##### DATA FOR THE TASK #####
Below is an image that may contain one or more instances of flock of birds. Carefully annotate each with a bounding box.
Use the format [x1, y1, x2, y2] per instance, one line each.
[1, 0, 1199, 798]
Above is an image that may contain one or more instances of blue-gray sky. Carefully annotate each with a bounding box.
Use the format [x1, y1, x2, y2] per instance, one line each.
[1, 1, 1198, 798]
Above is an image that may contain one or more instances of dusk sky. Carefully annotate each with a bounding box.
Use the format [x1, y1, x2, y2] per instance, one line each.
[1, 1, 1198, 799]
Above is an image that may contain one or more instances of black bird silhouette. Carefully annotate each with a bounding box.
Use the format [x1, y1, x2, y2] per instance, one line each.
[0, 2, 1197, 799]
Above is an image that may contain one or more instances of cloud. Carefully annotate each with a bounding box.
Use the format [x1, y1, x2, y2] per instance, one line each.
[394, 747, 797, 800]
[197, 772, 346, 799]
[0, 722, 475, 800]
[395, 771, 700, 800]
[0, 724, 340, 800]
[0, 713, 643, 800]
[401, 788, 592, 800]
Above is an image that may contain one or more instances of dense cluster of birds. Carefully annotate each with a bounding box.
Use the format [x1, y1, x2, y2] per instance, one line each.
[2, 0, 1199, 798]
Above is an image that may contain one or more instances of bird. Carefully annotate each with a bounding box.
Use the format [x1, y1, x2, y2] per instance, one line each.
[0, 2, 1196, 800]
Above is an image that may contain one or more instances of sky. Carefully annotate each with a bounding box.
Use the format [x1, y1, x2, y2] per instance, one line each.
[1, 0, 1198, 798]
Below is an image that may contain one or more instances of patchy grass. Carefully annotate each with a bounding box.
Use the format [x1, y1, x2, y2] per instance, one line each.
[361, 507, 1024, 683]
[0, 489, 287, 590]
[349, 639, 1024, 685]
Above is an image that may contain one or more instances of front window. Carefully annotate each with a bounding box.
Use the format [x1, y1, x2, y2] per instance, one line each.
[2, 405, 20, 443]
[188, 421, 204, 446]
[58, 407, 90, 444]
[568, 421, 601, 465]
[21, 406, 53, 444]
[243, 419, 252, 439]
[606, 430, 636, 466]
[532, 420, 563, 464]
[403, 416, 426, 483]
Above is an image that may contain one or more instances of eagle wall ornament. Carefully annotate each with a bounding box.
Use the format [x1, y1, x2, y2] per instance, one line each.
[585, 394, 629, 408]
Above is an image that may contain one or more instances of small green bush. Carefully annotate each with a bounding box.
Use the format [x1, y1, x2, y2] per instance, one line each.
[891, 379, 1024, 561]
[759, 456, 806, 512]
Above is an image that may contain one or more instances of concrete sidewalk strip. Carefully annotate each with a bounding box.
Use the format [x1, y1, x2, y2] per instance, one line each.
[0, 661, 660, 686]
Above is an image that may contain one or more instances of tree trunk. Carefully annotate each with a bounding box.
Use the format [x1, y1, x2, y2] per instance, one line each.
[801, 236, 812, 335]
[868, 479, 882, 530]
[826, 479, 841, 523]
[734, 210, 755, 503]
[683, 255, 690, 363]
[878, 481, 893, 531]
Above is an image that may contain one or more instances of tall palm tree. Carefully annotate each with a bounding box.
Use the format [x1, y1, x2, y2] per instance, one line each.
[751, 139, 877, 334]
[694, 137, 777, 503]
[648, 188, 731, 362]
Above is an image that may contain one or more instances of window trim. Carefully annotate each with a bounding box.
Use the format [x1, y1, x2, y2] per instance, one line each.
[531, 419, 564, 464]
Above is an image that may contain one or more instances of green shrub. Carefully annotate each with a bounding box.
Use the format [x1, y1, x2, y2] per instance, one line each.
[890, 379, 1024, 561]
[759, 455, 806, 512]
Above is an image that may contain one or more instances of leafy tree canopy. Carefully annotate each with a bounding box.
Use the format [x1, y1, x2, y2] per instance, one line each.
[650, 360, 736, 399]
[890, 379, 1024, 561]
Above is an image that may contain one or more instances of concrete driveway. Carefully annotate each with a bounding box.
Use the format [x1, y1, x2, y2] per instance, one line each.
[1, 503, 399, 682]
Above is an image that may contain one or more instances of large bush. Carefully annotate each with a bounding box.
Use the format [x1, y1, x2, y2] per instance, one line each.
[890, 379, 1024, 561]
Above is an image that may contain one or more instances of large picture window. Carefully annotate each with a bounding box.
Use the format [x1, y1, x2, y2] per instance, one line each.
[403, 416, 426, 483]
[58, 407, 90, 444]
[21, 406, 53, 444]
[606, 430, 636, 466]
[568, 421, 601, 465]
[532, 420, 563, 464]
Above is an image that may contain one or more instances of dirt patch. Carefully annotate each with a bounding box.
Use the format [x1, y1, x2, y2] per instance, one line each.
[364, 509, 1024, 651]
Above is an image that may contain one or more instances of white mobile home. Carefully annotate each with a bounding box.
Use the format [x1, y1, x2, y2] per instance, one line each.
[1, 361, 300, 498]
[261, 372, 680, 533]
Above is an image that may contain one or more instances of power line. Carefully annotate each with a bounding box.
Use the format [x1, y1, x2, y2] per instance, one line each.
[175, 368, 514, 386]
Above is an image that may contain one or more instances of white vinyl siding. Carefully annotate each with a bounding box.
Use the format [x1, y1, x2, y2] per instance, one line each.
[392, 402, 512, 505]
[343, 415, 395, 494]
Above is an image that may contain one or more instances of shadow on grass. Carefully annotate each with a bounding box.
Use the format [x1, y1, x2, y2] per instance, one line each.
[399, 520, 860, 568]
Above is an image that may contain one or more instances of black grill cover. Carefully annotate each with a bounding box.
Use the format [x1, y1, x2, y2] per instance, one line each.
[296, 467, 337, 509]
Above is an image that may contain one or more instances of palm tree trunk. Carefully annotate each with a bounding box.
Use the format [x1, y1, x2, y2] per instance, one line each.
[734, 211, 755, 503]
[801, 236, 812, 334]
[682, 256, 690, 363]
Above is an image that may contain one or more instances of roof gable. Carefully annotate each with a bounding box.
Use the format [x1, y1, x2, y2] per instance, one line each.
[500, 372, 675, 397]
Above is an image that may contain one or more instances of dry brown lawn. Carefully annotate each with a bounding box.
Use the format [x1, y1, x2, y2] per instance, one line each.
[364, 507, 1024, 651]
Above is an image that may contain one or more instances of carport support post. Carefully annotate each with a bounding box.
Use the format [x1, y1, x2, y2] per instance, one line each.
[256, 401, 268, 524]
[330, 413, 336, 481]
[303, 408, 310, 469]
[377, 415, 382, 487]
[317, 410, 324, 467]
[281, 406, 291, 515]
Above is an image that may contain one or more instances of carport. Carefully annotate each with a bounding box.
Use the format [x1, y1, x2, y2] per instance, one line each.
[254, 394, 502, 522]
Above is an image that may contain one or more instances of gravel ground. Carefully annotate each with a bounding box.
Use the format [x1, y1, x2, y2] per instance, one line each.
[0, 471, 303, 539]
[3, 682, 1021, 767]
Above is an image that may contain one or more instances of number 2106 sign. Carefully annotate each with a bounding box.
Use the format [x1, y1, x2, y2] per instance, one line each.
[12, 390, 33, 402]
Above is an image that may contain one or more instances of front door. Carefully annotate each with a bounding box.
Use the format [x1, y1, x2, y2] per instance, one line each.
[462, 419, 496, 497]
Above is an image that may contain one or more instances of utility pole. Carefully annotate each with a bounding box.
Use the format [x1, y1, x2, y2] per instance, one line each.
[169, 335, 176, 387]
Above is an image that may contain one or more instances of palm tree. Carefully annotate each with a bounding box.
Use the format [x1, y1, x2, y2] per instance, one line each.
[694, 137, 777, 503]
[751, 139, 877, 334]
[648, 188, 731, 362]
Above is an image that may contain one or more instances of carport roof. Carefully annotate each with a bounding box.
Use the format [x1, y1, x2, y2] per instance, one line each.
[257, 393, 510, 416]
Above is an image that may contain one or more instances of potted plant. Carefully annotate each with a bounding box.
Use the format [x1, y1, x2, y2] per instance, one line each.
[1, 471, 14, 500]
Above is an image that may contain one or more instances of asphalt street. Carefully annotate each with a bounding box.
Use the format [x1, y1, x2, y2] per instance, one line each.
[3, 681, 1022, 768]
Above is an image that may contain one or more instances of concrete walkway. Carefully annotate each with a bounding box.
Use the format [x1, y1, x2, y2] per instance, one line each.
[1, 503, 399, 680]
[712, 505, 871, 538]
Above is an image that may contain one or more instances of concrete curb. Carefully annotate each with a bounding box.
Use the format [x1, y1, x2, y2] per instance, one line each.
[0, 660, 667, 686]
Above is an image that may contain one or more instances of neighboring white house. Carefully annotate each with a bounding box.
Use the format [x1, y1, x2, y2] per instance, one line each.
#####
In the lines above, locate the string "large". Copy every line where it occurs.

Above is an image that may contain one or more instances of large bush. Carefully annotate each with a bounding box.
Above is an image that may contain one or more instances of large picture window. Carefully annotate each with a bounding box.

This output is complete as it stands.